WORK TO BE COMPLETED. Copy the data word for word from its beginning down through the line that contains "column 33, row 72", including that line, and leave the pictures out of your copy.

>> start

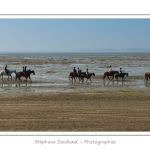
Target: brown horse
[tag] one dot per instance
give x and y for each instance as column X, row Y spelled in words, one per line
column 74, row 75
column 147, row 76
column 24, row 74
column 107, row 74
column 84, row 75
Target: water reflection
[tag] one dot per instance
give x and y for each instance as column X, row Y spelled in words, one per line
column 112, row 82
column 147, row 83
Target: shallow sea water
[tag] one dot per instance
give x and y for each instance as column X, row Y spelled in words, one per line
column 53, row 77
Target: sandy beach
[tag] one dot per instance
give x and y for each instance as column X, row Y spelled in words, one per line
column 51, row 102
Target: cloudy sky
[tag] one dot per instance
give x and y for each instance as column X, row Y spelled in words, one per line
column 51, row 35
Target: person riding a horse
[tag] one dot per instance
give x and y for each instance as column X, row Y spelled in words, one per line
column 120, row 70
column 110, row 69
column 24, row 69
column 74, row 70
column 78, row 71
column 87, row 72
column 6, row 70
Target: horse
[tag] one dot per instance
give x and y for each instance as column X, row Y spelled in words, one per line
column 147, row 76
column 84, row 75
column 112, row 73
column 24, row 74
column 122, row 75
column 2, row 73
column 75, row 75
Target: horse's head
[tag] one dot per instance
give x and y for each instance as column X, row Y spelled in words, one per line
column 33, row 72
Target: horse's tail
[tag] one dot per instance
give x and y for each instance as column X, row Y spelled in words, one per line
column 16, row 76
column 146, row 76
column 104, row 75
column 69, row 76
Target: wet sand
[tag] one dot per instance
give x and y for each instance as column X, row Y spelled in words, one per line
column 94, row 111
column 51, row 102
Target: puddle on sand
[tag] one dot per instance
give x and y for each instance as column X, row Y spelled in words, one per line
column 69, row 86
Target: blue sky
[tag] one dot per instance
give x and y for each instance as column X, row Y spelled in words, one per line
column 51, row 35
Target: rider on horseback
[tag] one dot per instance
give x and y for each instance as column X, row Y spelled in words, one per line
column 24, row 69
column 120, row 70
column 110, row 69
column 74, row 70
column 6, row 70
column 87, row 72
column 78, row 71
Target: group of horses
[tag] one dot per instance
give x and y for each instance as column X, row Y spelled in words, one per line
column 18, row 74
column 81, row 75
column 73, row 75
column 112, row 74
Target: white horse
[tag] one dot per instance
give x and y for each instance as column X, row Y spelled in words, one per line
column 2, row 73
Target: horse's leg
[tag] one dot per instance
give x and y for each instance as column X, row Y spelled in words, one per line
column 90, row 80
column 104, row 76
column 30, row 79
column 108, row 78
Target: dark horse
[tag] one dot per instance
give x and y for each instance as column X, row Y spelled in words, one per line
column 147, row 76
column 24, row 74
column 107, row 74
column 122, row 75
column 74, row 75
column 84, row 75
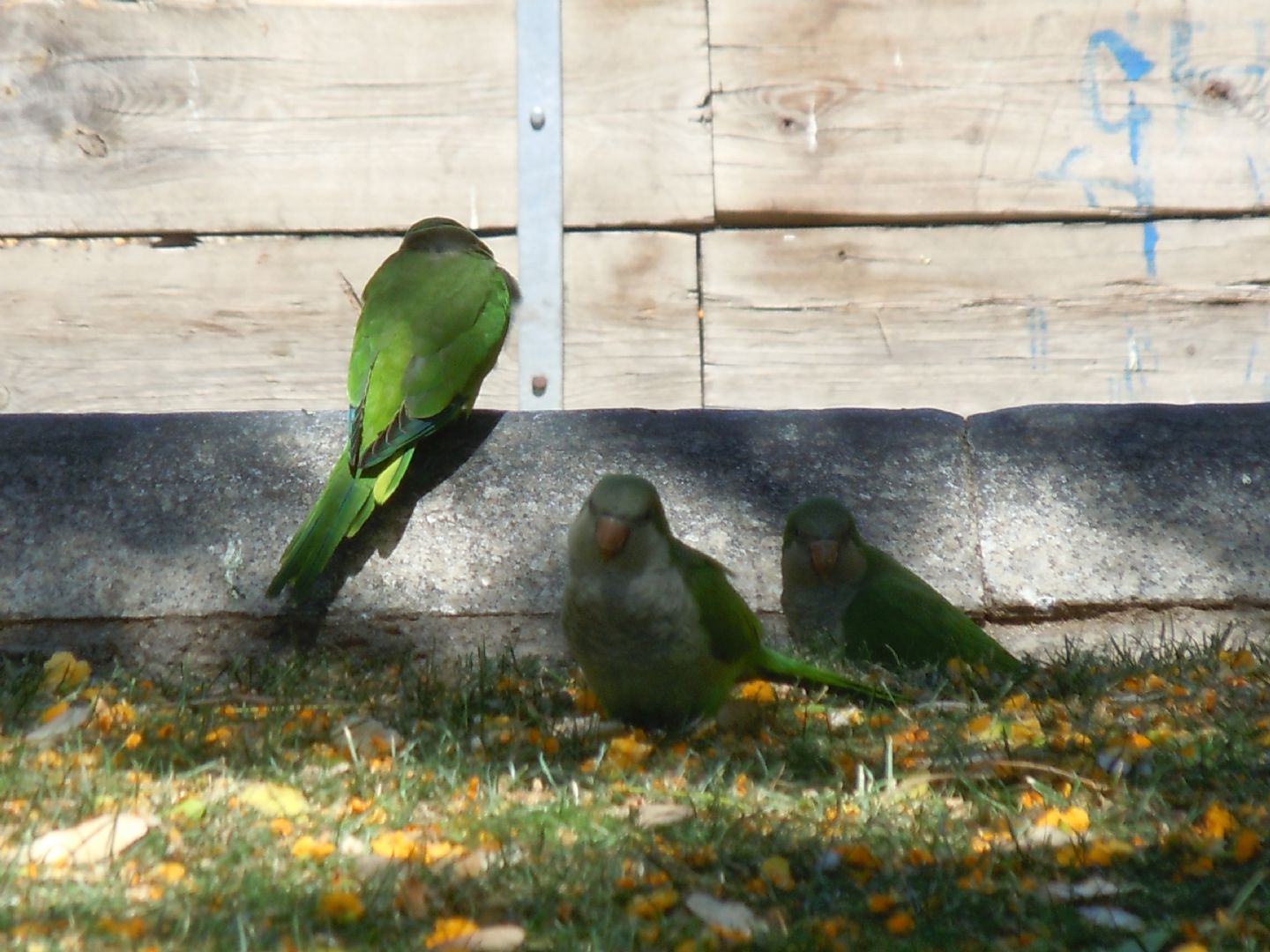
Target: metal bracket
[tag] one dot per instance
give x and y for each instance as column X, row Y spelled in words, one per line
column 540, row 205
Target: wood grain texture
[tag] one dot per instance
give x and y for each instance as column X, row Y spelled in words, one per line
column 631, row 335
column 637, row 146
column 975, row 317
column 265, row 323
column 972, row 109
column 272, row 117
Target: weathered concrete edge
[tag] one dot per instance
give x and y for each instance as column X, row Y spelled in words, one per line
column 170, row 639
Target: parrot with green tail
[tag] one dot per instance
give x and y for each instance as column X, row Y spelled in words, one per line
column 660, row 632
column 875, row 608
column 433, row 319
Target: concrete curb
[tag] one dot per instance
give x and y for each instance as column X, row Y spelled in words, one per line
column 153, row 536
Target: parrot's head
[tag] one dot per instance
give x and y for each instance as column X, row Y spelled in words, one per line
column 822, row 545
column 621, row 524
column 438, row 235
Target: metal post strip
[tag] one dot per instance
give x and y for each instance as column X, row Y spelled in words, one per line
column 540, row 205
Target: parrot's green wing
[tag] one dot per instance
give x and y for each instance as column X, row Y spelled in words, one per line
column 897, row 617
column 736, row 632
column 433, row 319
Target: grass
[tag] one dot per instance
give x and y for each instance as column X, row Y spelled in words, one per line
column 1140, row 781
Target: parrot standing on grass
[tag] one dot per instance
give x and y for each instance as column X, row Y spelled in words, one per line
column 433, row 319
column 870, row 605
column 658, row 629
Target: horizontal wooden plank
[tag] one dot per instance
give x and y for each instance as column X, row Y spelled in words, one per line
column 133, row 117
column 272, row 117
column 975, row 317
column 265, row 323
column 961, row 109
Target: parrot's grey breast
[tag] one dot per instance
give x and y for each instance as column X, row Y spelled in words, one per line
column 632, row 621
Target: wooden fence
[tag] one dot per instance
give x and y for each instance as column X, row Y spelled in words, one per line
column 954, row 204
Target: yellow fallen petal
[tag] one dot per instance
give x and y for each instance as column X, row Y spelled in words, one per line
column 776, row 871
column 340, row 906
column 309, row 848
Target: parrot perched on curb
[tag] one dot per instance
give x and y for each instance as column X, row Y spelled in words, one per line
column 433, row 319
column 875, row 608
column 658, row 629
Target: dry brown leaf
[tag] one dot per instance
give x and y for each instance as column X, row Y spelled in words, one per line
column 69, row 720
column 412, row 899
column 724, row 914
column 93, row 841
column 367, row 738
column 492, row 938
column 651, row 815
column 274, row 799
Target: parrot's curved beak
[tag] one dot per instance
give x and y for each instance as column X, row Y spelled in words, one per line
column 825, row 556
column 609, row 536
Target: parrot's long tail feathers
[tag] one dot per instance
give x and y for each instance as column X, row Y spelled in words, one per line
column 785, row 668
column 344, row 504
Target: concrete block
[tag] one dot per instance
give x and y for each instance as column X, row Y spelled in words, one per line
column 1124, row 505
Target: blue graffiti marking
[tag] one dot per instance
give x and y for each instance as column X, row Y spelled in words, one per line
column 1134, row 66
column 1131, row 60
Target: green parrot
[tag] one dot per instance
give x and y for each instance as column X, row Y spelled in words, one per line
column 833, row 582
column 433, row 319
column 660, row 631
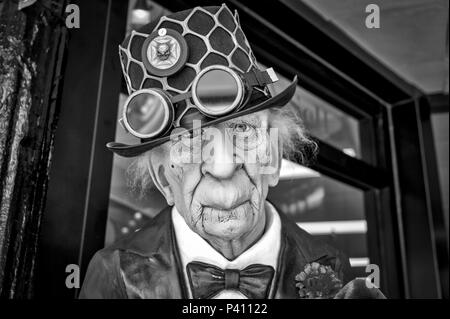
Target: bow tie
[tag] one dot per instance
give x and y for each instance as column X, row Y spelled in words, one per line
column 207, row 280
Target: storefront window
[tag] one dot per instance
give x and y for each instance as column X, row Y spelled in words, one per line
column 330, row 210
column 324, row 121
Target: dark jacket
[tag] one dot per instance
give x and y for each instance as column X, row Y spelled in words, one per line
column 146, row 264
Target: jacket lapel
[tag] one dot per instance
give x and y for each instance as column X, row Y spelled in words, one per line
column 150, row 266
column 296, row 251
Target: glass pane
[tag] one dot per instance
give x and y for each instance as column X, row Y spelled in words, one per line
column 325, row 121
column 326, row 208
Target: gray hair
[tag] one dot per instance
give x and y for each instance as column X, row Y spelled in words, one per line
column 297, row 147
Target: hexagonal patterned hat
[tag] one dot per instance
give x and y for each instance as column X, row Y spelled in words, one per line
column 205, row 36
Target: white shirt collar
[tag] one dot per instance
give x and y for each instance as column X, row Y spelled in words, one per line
column 192, row 247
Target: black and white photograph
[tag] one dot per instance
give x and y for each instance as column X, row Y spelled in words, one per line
column 198, row 150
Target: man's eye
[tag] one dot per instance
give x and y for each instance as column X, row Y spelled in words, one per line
column 242, row 128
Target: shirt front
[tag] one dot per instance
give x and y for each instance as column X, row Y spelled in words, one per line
column 192, row 247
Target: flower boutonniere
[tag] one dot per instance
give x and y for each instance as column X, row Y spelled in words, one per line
column 317, row 281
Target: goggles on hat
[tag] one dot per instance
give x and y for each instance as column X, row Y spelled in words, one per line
column 217, row 90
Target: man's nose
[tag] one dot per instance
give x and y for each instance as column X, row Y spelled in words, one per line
column 219, row 160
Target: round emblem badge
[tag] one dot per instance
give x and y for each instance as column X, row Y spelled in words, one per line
column 164, row 52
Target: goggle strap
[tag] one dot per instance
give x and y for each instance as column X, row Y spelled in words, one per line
column 256, row 77
column 181, row 97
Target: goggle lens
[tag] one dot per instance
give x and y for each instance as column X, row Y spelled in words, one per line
column 217, row 91
column 147, row 114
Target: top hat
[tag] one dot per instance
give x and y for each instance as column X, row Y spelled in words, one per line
column 168, row 54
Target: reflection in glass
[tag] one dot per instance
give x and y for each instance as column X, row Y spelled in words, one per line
column 324, row 121
column 326, row 208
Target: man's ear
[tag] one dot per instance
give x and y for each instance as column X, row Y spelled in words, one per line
column 157, row 171
column 276, row 153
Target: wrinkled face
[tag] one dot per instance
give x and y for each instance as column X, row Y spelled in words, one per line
column 219, row 179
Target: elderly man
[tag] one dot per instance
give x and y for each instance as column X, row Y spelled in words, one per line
column 212, row 139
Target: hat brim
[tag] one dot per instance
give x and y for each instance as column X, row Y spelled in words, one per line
column 279, row 100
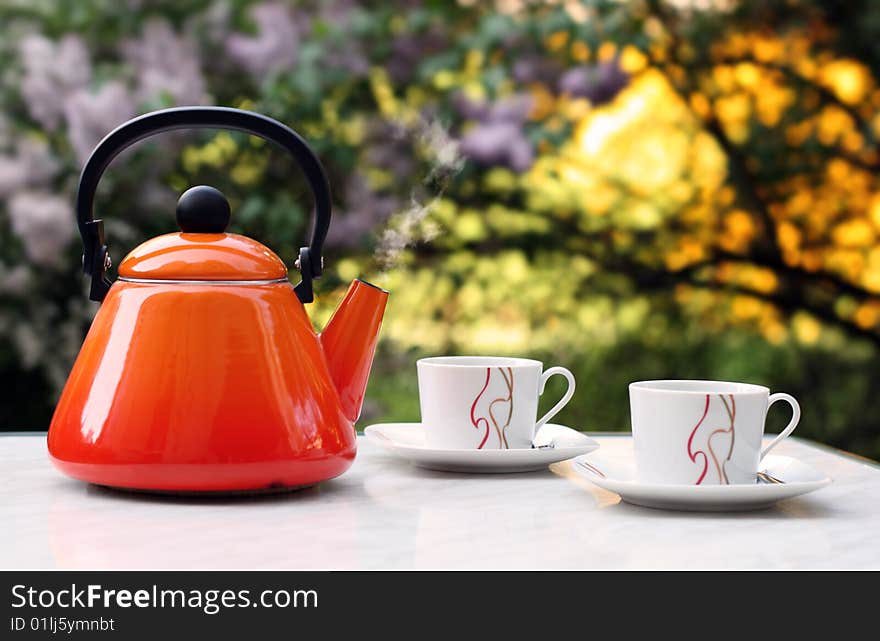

>> end

WRITTEN RESPONSE.
Target: brown horse
[tag] one dot per instance
give x and y for each instance as column X, row Y spelled in words, one per line
column 74, row 75
column 147, row 76
column 24, row 74
column 107, row 74
column 84, row 75
Target: water reflection
[tag] one dot per instance
give x and y for each instance as column X, row Y spelled in words, one per line
column 112, row 82
column 147, row 83
Target: shallow sea water
[tag] one dot per instance
give x and y for each instance as column X, row Y spelled in words, one per line
column 53, row 77
Target: sandy beach
[tag] one dot per instance
give x and y for each instance as column X, row Y spelled in words, one per line
column 51, row 102
Target: cloudy sky
[tag] one dot per instance
give x and y for each instance as column X, row Y spelled in words, one per line
column 51, row 35
Target: person riding a horse
[tag] one dot per instance
give x and y for each instance as column X, row Y spelled in words, one per line
column 120, row 70
column 110, row 69
column 24, row 69
column 74, row 70
column 78, row 71
column 87, row 72
column 6, row 70
Target: horse
[tag] one dot per instance
give x and y for each instance as column X, row Y spelled in words, one per line
column 147, row 76
column 84, row 75
column 112, row 73
column 24, row 74
column 122, row 75
column 2, row 73
column 75, row 75
Target: horse's head
[tag] one dot per instance
give x and y for each instance as column X, row Y spelled in words, one per line
column 33, row 72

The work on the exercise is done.